Passed Through the Water
The Baptism of the Lord (Observed) – 1/7/2024
Joshua 3:1-3, 7-8, 13-17
Rev. Christopher W. Brademeyer
That portion from God’s holy Word for consideration this morning is our Old Testament reading from the book of Joshua in the first chapter with special emphasis on verses thirteen through seventeen which read as follows:
“So when the people set out from their tents to pass over the Jordan with the priests bearing the ark of the covenant before the people, and as soon as those bearing the ark had come as far as the Jordan, and the feet of the priests bearing the ark were dipped in the brink of the water (now the Jordan overflows all its banks throughout the time of harvest), the waters coming down from above stood and rose up in a heap very far away, at Adam, the city that is beside Zarethan, and those flowing down toward the Sea of the Arabah, the Salt Sea, were completely cut off. And the people passed over opposite Jericho. Now the priests bearing the ark of the covenant of the Lord stood firmly on dry ground in the midst of the Jordan, and all Israel was passing over on dry ground until all the nation finished passing over the Jordan.”
Thus far the Scriptures.
In the Name of the Father and of the + Son and o the Holy Spirit. Amen.
The journey of the people of Israel was not an easy one. They ran quickly from the land of Egypt after God sent Moses to deliver His people by preaching and plague. And on the night of the first Passover, God passed over the people when He sent the angel of death who killed all the firstborn of Egypt, which finally drove Pharoah to release God’s Israel. Israel then fled towards the land promised to their fathers Abraham, Isaac, and Jacob, the land of Canaan, the promised land. As they journeyed, two things happened that caused them no small amount of stress and difficulty. The first is that they ran into the Red Sea which stopped their journey back to the land promised to them hundreds of years prior. This would, at minimum, require the inconvenience of going around the Red Sea, no doubt adding many days to their journey.
The second, and arguably more problematic thing, is that during the relatively short time it took them to make it to the Red Sea is that Pharoah changed his mind about the whole affair and ordered his army of horse drawn war chariots to undo the flight of the Israelites. So, Moses and the people of Israel that he led were in between the proverbial rock and hard place. They could not quickly flee from Pharoah and his army due to their bringing of all their possessions, children, and elderly with them. They also did not have the strength of arms to resist the professional army of Pharoah.
_____
__PROBLEM TO WORK ON__
Write out the sermon from "The journey of" to "to their journey." again, swapping "Red Sea" for "Sea of Reeds". Work only from the sermon above.
_____
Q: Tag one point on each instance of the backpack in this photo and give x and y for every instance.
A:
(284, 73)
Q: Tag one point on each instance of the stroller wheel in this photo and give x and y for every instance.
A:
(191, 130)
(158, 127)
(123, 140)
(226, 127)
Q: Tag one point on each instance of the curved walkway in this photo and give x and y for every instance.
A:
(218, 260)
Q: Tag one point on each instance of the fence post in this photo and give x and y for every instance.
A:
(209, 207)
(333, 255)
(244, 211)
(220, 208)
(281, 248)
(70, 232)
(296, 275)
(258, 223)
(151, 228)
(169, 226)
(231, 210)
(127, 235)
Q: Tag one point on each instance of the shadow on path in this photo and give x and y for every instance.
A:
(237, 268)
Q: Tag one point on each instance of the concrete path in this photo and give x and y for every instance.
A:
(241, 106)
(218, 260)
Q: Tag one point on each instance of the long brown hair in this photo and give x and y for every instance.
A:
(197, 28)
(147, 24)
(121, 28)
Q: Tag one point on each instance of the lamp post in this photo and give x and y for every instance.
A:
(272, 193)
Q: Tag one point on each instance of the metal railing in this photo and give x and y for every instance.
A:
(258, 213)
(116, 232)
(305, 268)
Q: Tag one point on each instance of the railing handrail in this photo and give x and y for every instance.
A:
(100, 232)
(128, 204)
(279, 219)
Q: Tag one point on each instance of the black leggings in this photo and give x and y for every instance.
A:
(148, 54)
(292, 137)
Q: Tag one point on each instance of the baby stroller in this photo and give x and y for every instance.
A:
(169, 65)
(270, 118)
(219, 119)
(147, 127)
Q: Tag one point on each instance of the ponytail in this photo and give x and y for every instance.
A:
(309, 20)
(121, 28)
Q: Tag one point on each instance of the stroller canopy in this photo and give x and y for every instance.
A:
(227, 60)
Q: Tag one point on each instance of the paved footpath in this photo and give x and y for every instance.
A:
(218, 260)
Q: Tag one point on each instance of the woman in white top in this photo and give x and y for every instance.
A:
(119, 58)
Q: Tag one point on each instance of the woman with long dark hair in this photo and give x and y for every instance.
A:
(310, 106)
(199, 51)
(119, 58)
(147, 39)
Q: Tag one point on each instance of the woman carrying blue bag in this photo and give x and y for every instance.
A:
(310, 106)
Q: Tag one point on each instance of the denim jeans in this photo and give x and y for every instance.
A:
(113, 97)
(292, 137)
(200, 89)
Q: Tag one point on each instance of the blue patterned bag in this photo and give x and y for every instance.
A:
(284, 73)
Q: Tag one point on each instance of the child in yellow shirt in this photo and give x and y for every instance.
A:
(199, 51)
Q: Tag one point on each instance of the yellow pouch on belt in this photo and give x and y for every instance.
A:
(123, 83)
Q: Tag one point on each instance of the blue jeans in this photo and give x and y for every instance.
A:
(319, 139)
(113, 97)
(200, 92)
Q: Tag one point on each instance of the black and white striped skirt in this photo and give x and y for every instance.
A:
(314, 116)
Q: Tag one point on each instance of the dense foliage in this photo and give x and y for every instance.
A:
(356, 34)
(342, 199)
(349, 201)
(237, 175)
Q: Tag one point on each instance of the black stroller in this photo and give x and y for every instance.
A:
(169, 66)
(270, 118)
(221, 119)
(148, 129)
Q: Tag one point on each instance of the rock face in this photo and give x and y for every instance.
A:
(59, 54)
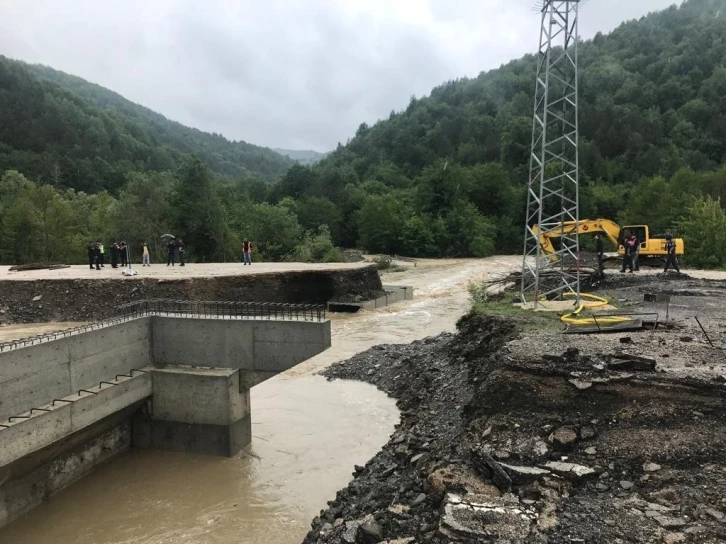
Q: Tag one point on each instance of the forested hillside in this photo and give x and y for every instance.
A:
(63, 130)
(444, 177)
(305, 156)
(449, 172)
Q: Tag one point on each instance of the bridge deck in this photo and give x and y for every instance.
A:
(191, 270)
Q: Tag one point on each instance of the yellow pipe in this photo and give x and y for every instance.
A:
(597, 302)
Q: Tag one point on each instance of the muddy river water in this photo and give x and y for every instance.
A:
(307, 435)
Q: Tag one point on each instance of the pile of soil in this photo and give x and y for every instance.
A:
(495, 446)
(39, 301)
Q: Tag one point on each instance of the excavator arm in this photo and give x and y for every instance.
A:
(585, 226)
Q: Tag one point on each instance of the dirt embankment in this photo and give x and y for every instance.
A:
(499, 447)
(92, 299)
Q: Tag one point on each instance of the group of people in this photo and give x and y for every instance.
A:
(631, 243)
(174, 247)
(97, 255)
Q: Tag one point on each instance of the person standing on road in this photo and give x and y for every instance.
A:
(171, 249)
(101, 253)
(247, 252)
(145, 256)
(599, 251)
(93, 256)
(181, 249)
(636, 253)
(114, 255)
(671, 254)
(627, 258)
(123, 254)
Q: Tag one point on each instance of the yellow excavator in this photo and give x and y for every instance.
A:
(649, 246)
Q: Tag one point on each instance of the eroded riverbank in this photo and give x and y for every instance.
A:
(307, 436)
(518, 436)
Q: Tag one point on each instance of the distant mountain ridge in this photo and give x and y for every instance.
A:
(61, 128)
(302, 156)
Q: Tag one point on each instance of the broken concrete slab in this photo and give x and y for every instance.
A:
(570, 471)
(524, 475)
(500, 478)
(630, 362)
(581, 384)
(483, 519)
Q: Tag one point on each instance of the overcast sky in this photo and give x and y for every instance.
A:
(296, 74)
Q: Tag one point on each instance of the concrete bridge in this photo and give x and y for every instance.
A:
(161, 374)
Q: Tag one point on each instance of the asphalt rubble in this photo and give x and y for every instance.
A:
(556, 444)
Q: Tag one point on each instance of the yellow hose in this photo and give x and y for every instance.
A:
(596, 302)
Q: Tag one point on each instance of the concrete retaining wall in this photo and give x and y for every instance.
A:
(268, 346)
(75, 412)
(29, 481)
(33, 376)
(203, 410)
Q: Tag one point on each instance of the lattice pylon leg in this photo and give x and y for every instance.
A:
(553, 188)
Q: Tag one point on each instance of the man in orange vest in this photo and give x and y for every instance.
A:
(247, 252)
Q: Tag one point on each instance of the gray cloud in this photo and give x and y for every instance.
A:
(276, 72)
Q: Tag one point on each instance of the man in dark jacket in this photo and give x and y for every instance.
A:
(671, 254)
(599, 252)
(123, 254)
(171, 248)
(93, 256)
(628, 241)
(182, 250)
(247, 252)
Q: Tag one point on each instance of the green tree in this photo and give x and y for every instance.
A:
(144, 212)
(704, 233)
(273, 230)
(200, 217)
(380, 221)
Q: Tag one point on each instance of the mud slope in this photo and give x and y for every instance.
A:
(497, 448)
(91, 299)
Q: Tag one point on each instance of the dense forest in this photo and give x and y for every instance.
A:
(444, 177)
(61, 129)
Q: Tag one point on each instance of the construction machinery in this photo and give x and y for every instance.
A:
(650, 246)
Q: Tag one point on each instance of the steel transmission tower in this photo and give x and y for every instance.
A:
(553, 195)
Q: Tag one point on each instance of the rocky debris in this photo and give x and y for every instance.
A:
(581, 384)
(563, 439)
(570, 471)
(627, 362)
(524, 475)
(472, 518)
(369, 533)
(494, 447)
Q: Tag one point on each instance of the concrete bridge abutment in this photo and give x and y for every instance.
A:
(175, 382)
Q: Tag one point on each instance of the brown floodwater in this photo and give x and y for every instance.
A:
(307, 435)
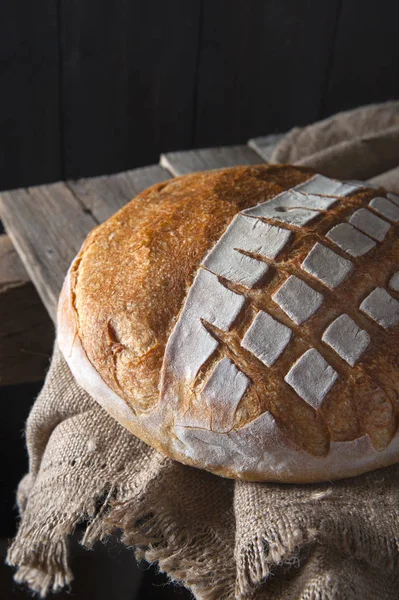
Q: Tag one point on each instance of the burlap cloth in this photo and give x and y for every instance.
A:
(220, 538)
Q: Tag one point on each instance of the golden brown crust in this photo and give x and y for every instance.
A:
(132, 275)
(126, 290)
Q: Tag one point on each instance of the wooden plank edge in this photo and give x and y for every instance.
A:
(265, 145)
(26, 330)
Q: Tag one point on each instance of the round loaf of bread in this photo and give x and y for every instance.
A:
(245, 321)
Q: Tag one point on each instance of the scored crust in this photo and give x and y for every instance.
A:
(240, 327)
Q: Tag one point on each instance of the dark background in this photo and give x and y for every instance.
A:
(90, 87)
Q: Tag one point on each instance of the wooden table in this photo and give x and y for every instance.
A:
(47, 224)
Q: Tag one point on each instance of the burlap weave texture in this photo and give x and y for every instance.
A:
(222, 539)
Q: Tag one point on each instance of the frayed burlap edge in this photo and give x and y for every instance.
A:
(41, 553)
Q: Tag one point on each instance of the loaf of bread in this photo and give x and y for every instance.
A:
(245, 321)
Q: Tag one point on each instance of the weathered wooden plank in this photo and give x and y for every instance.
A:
(26, 331)
(47, 225)
(366, 56)
(105, 195)
(265, 145)
(262, 67)
(129, 72)
(30, 149)
(180, 163)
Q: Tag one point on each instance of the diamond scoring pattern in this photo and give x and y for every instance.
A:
(311, 377)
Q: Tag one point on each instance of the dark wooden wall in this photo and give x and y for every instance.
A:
(97, 86)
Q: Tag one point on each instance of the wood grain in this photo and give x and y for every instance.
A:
(47, 225)
(266, 144)
(103, 196)
(26, 331)
(128, 82)
(180, 163)
(30, 146)
(262, 67)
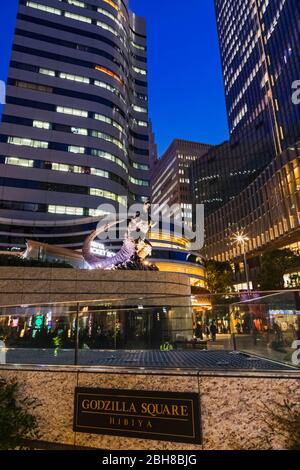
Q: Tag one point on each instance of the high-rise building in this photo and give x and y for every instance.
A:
(171, 181)
(259, 43)
(74, 130)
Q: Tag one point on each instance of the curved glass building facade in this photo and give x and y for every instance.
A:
(74, 131)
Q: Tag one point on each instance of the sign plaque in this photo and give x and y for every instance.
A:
(166, 416)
_____
__EXPECTED ANSWER__
The journey of the people of Israel was not an easy one. They ran quickly from the land of Egypt after God sent Moses to deliver His people by preaching and plague. And on the night of the first Passover, God passed over the people when He sent the angel of death who killed all the firstborn of Egypt, which finally drove Pharoah to release God’s Israel. Israel then fled towards the land promised to their fathers Abraham, Isaac, and Jacob, the land of Canaan, the promised land. As they journeyed, two things happened that caused them no small amount of stress and difficulty. The first is that they ran into the Sea of Reeds which stopped their journey back to the land promised to them hundreds of years prior. This would, at minimum, require the inconvenience of going around the Sea of Reeds, no doubt adding many days to their journey.